* Task to complete: Count how many lines of the records below contain the string "green", matching case exactly. Reply with the number only.

* Provided records:
━━━━━━━━━━
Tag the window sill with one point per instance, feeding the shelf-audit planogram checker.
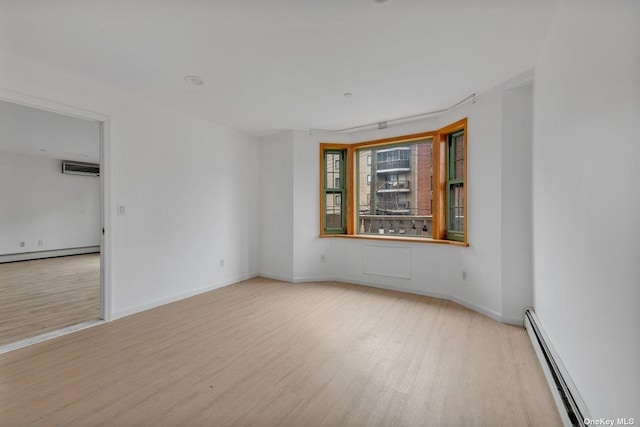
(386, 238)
━━━━━━━━━━
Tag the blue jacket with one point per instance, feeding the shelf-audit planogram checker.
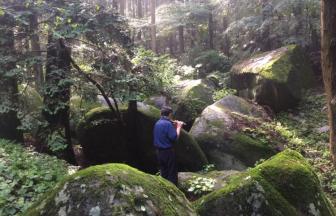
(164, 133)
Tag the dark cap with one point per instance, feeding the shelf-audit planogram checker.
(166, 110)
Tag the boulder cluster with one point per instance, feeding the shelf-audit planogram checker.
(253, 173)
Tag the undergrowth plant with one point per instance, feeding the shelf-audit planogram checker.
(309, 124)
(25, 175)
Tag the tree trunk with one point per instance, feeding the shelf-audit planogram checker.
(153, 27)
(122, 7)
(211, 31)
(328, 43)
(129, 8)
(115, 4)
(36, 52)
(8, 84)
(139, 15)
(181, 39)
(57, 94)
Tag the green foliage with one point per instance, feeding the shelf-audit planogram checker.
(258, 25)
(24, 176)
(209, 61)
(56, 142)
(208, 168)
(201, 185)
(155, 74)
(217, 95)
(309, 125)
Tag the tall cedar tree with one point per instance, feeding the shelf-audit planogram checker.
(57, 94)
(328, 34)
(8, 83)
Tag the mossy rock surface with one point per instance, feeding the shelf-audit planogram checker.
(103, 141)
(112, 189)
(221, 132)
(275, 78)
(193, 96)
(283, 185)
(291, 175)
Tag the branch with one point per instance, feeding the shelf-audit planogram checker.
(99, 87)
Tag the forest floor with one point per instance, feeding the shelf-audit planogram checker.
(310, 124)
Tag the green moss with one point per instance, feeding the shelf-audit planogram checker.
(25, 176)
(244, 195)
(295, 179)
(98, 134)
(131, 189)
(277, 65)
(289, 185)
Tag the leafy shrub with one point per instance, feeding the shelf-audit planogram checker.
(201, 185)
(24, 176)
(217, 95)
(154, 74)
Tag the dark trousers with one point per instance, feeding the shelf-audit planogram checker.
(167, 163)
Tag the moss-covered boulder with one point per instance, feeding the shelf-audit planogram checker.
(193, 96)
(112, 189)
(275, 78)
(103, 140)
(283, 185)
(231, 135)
━━━━━━━━━━
* Exercise solution: 2